#### RECORDED INFORMATION:
>> BEGIN
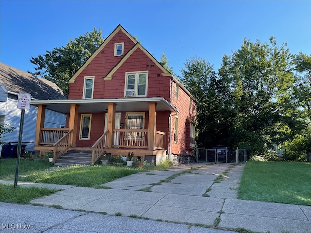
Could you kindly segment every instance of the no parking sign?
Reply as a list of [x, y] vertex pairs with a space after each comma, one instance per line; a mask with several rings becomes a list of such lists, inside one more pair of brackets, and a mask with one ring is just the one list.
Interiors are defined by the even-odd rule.
[[17, 108], [21, 109], [29, 109], [30, 108], [30, 100], [31, 100], [30, 94], [18, 93]]

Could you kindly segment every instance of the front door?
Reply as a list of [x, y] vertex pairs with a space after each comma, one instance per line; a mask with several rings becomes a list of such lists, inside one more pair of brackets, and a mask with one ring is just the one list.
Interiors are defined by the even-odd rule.
[[[120, 128], [120, 118], [121, 113], [116, 113], [116, 120], [115, 122], [115, 129]], [[108, 113], [106, 113], [105, 118], [105, 132], [107, 130], [107, 120], [108, 118]], [[113, 137], [113, 145], [119, 145], [119, 132], [115, 132]]]

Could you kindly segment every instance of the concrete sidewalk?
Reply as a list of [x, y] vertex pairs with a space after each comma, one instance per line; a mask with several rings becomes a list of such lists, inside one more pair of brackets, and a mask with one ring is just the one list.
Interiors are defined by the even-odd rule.
[[[190, 164], [168, 171], [151, 171], [118, 179], [104, 184], [111, 188], [109, 189], [21, 182], [18, 185], [63, 189], [34, 200], [32, 204], [109, 215], [120, 212], [123, 216], [228, 230], [243, 228], [271, 233], [311, 233], [311, 206], [237, 199], [244, 166], [244, 164]], [[200, 168], [190, 170], [195, 167]], [[190, 173], [176, 175], [185, 170]], [[225, 170], [228, 171], [227, 177], [214, 183], [217, 175]], [[173, 179], [163, 182], [174, 174]], [[9, 182], [1, 181], [2, 183]]]

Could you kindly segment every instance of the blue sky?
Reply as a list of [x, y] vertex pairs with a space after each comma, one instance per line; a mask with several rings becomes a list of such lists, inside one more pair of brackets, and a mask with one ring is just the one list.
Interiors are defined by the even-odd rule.
[[244, 38], [311, 54], [311, 1], [5, 1], [0, 4], [0, 61], [33, 72], [32, 57], [100, 28], [120, 24], [157, 59], [165, 52], [177, 75], [191, 57], [220, 67]]

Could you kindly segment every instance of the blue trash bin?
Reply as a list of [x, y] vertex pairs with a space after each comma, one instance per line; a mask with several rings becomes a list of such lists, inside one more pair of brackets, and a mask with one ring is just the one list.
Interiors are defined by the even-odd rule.
[[2, 151], [1, 151], [1, 158], [10, 158], [10, 152], [11, 151], [11, 145], [4, 144], [2, 146]]
[[9, 153], [9, 158], [16, 158], [17, 154], [17, 144], [13, 144], [11, 145], [10, 152]]

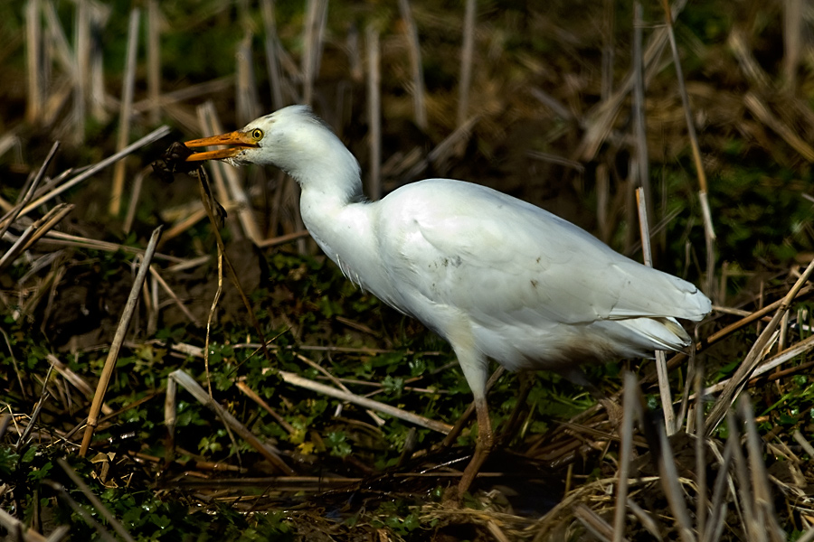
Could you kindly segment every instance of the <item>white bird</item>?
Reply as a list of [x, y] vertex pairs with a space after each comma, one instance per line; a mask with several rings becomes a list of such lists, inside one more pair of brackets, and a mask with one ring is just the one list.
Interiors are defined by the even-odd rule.
[[342, 273], [451, 344], [478, 425], [459, 494], [494, 445], [489, 358], [509, 370], [549, 369], [579, 380], [585, 362], [686, 348], [690, 337], [676, 318], [699, 321], [711, 309], [690, 283], [489, 188], [428, 179], [366, 200], [358, 162], [306, 106], [185, 145], [227, 145], [188, 161], [285, 171], [302, 189], [306, 228]]

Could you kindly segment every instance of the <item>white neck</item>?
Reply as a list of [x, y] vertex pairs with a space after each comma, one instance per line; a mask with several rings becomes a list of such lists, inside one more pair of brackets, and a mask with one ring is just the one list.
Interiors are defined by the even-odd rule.
[[323, 154], [331, 162], [320, 156], [289, 173], [302, 189], [302, 221], [311, 237], [352, 282], [364, 288], [365, 276], [374, 272], [364, 262], [375, 261], [372, 222], [376, 205], [364, 200], [355, 158], [333, 134], [331, 138], [336, 145]]

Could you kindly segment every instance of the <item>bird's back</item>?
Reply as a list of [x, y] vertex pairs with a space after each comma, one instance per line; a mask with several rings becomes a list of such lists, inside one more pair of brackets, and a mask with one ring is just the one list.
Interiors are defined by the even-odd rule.
[[372, 291], [448, 339], [469, 326], [509, 369], [677, 350], [674, 319], [710, 310], [693, 285], [486, 187], [431, 179], [372, 205], [387, 272]]

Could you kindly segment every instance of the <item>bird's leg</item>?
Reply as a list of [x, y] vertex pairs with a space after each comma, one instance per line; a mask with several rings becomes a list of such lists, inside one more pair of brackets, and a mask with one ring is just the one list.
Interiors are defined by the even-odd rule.
[[522, 377], [519, 380], [520, 391], [517, 394], [517, 403], [515, 405], [515, 407], [512, 408], [512, 414], [509, 416], [508, 420], [503, 424], [503, 428], [497, 435], [497, 442], [501, 446], [511, 443], [512, 439], [515, 437], [515, 434], [517, 432], [520, 413], [525, 406], [525, 400], [528, 398], [528, 394], [535, 383], [535, 376], [531, 371], [525, 371], [522, 373]]
[[[487, 382], [486, 393], [488, 393], [492, 388], [492, 386], [495, 382], [497, 381], [497, 378], [503, 376], [503, 373], [506, 372], [506, 369], [503, 367], [498, 367], [495, 372], [492, 373], [492, 376], [489, 377], [488, 382]], [[472, 416], [472, 413], [475, 412], [475, 405], [476, 402], [472, 401], [467, 409], [464, 411], [460, 417], [458, 418], [458, 421], [455, 422], [455, 425], [452, 426], [452, 430], [447, 434], [447, 436], [444, 437], [444, 440], [441, 441], [440, 445], [440, 448], [449, 448], [451, 446], [455, 441], [458, 439], [458, 436], [460, 435], [460, 432], [463, 431], [464, 426], [469, 421], [469, 416]]]
[[478, 414], [478, 439], [475, 443], [475, 453], [464, 470], [463, 476], [458, 484], [458, 496], [463, 497], [463, 494], [469, 490], [472, 481], [480, 471], [483, 463], [489, 456], [495, 446], [495, 438], [492, 435], [492, 423], [489, 420], [489, 409], [487, 406], [486, 397], [475, 397], [475, 411]]

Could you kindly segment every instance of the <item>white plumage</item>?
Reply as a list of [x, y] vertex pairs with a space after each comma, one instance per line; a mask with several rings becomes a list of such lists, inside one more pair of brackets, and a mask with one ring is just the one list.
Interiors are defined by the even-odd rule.
[[342, 272], [452, 345], [480, 431], [461, 491], [492, 446], [488, 358], [511, 370], [573, 378], [586, 361], [686, 347], [676, 318], [699, 321], [711, 308], [693, 285], [483, 186], [428, 179], [365, 201], [355, 158], [304, 106], [186, 143], [212, 145], [229, 147], [189, 159], [272, 164], [290, 174], [302, 188], [306, 228]]

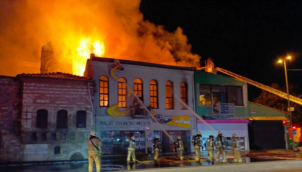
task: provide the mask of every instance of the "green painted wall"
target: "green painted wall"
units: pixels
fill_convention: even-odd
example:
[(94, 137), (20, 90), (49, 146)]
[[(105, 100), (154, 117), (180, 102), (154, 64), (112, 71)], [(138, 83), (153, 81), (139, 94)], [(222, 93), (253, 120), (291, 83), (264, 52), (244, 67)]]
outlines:
[[(287, 114), (277, 109), (256, 104), (252, 102), (248, 102), (249, 117), (287, 117)], [(255, 111), (252, 113), (251, 111)]]
[(248, 117), (249, 110), (247, 107), (247, 91), (246, 82), (229, 77), (195, 70), (194, 73), (194, 90), (195, 93), (195, 107), (197, 114), (201, 116), (210, 114), (211, 106), (201, 106), (199, 104), (199, 85), (211, 85), (243, 86), (244, 106), (235, 107), (235, 114), (239, 117)]
[[(287, 117), (287, 114), (284, 112), (248, 102), (247, 84), (245, 82), (230, 77), (198, 70), (195, 70), (194, 71), (194, 81), (195, 111), (196, 113), (201, 116), (202, 116), (203, 115), (210, 114), (212, 111), (212, 107), (199, 105), (200, 84), (242, 86), (243, 104), (244, 106), (235, 107), (235, 115), (236, 117)], [(251, 111), (256, 111), (256, 113), (251, 113)]]

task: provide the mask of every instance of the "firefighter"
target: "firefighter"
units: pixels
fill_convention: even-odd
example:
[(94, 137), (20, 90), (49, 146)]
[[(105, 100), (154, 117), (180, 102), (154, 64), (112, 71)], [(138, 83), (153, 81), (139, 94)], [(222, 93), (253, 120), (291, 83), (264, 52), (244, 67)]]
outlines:
[(87, 139), (88, 144), (88, 171), (92, 172), (93, 170), (93, 161), (95, 162), (97, 172), (101, 171), (101, 157), (99, 154), (101, 152), (98, 148), (98, 146), (103, 145), (103, 142), (96, 137), (97, 133), (96, 131), (93, 130), (90, 132), (90, 137)]
[(218, 135), (216, 137), (216, 141), (217, 142), (217, 145), (216, 147), (217, 150), (217, 156), (215, 161), (216, 164), (218, 163), (220, 155), (222, 155), (222, 163), (225, 164), (226, 162), (226, 138), (223, 136), (222, 134), (222, 132), (219, 131), (218, 132)]
[(184, 160), (184, 158), (185, 157), (182, 155), (182, 151), (184, 150), (184, 144), (181, 139), (180, 136), (177, 136), (176, 138), (177, 139), (177, 142), (174, 142), (174, 143), (176, 144), (176, 147), (178, 150), (178, 155), (180, 158), (180, 160), (182, 161)]
[(240, 156), (240, 143), (239, 139), (237, 137), (236, 133), (233, 134), (232, 138), (233, 141), (231, 146), (231, 149), (234, 151), (234, 161), (235, 162), (242, 162), (242, 160)]
[(214, 136), (212, 134), (209, 136), (210, 137), (207, 140), (206, 144), (207, 145), (207, 150), (209, 154), (209, 159), (208, 159), (210, 162), (213, 163), (214, 160), (214, 147), (215, 146), (215, 141), (214, 140)]
[(157, 158), (159, 154), (159, 150), (162, 148), (162, 143), (159, 141), (160, 136), (157, 135), (155, 137), (155, 139), (153, 139), (153, 143), (152, 145), (153, 149), (154, 149), (154, 162), (157, 162)]
[(194, 143), (194, 149), (196, 153), (196, 158), (195, 158), (195, 164), (200, 165), (200, 147), (202, 144), (201, 142), (201, 132), (197, 132), (197, 134), (193, 138)]
[(136, 163), (136, 160), (135, 159), (135, 145), (136, 144), (136, 141), (135, 141), (135, 137), (132, 136), (128, 137), (128, 141), (129, 142), (129, 145), (128, 146), (128, 156), (127, 157), (127, 164), (129, 164), (130, 162), (130, 157), (132, 157), (133, 163)]

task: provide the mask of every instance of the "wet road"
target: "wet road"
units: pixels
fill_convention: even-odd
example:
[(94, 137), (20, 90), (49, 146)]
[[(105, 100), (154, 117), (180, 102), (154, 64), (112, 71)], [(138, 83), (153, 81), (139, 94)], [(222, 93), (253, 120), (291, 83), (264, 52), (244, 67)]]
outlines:
[[(101, 162), (101, 170), (102, 171), (108, 171), (196, 165), (194, 162), (194, 157), (189, 156), (186, 157), (185, 160), (181, 162), (178, 160), (178, 158), (176, 157), (165, 157), (165, 158), (162, 158), (161, 159), (159, 159), (159, 161), (158, 164), (154, 164), (153, 162), (150, 162), (145, 163), (137, 163), (135, 164), (130, 163), (130, 164), (127, 165), (124, 160), (122, 161), (103, 161)], [(205, 157), (204, 158), (206, 157)], [(245, 161), (247, 162), (250, 162), (251, 159), (249, 158), (243, 157), (243, 159)], [(152, 159), (144, 160), (151, 161)], [(202, 163), (202, 165), (215, 165), (208, 162), (205, 159), (201, 160), (201, 162)], [(227, 163), (231, 164), (233, 163), (232, 162), (233, 159), (229, 159)], [(220, 163), (222, 163), (220, 162)], [(2, 167), (0, 167), (0, 172), (83, 172), (88, 171), (88, 166), (87, 162), (83, 162), (48, 165)], [(96, 171), (95, 165), (94, 166), (94, 171)]]
[[(215, 165), (206, 161), (206, 159), (208, 157), (204, 156), (201, 159), (201, 162), (202, 165)], [(233, 163), (233, 157), (227, 156), (227, 163), (232, 164)], [(246, 163), (253, 162), (264, 161), (277, 160), (276, 159), (265, 160), (255, 159), (246, 157), (242, 157), (243, 160)], [(179, 158), (176, 156), (171, 155), (166, 156), (159, 159), (158, 164), (154, 164), (153, 162), (149, 163), (137, 163), (136, 164), (130, 163), (127, 165), (125, 160), (103, 160), (102, 161), (101, 170), (102, 171), (120, 171), (127, 170), (134, 170), (140, 169), (161, 168), (164, 167), (185, 167), (196, 165), (194, 162), (194, 156), (185, 156), (185, 160), (182, 162), (179, 161)], [(146, 158), (144, 159), (139, 159), (141, 160), (147, 160), (152, 161), (152, 159)], [(220, 163), (222, 163), (221, 160)], [(96, 171), (95, 165), (94, 165), (95, 171)], [(83, 172), (87, 171), (88, 170), (88, 162), (77, 163), (58, 164), (57, 164), (39, 165), (26, 165), (23, 166), (10, 166), (0, 167), (1, 172), (34, 172), (44, 171), (47, 172)], [(291, 171), (295, 172), (294, 171)], [(299, 171), (300, 172), (300, 171)]]

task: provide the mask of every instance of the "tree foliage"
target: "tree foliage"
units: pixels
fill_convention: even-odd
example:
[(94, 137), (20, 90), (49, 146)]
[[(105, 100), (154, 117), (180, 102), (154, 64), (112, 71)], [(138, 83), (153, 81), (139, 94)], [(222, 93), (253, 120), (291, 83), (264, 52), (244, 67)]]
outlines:
[[(286, 93), (286, 88), (281, 87), (277, 84), (273, 83), (271, 87)], [(300, 94), (298, 88), (292, 84), (288, 85), (290, 95), (300, 98), (302, 95)], [(262, 90), (261, 94), (254, 100), (256, 103), (281, 111), (288, 112), (288, 105), (287, 99), (275, 94)], [(292, 101), (290, 102), (291, 107), (294, 107), (294, 111), (292, 111), (293, 124), (297, 126), (302, 127), (302, 106)]]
>> END
#### CHALLENGE:
Swap "kindly" for "please" throughout the rows that open with the line containing "the <item>white neck</item>?" and close with the line containing "205], [387, 272]]", changing nothing else. Give back only those lines.

#### REPLY:
Could you please segment every instance of the <item>white neck</item>?
Reply as a list of [x, y] vertex pairs with a space after each comma, one instance per line; a mask with several rings becomes a list of such lists, inside one more pair of brackets, and a mask with one ring is just the one list.
Interiors are defined by the even-odd rule.
[[323, 154], [331, 162], [320, 156], [289, 173], [302, 189], [302, 221], [311, 237], [352, 282], [364, 288], [365, 276], [374, 272], [364, 262], [375, 261], [372, 222], [376, 205], [364, 200], [355, 158], [333, 134], [331, 138], [336, 145]]

Could you please segment every instance of the <item>bird's back</item>?
Reply as a list of [x, y] vertex pairs with a space after each comma, one instance per line; a mask with several rings becomes a list of such lists, inside one more pair of brackets, and a mask with one ring is just the one list.
Interiors are defined by the even-odd rule.
[[372, 291], [448, 339], [469, 326], [509, 369], [677, 350], [674, 319], [710, 310], [693, 285], [486, 187], [431, 179], [372, 205], [387, 272]]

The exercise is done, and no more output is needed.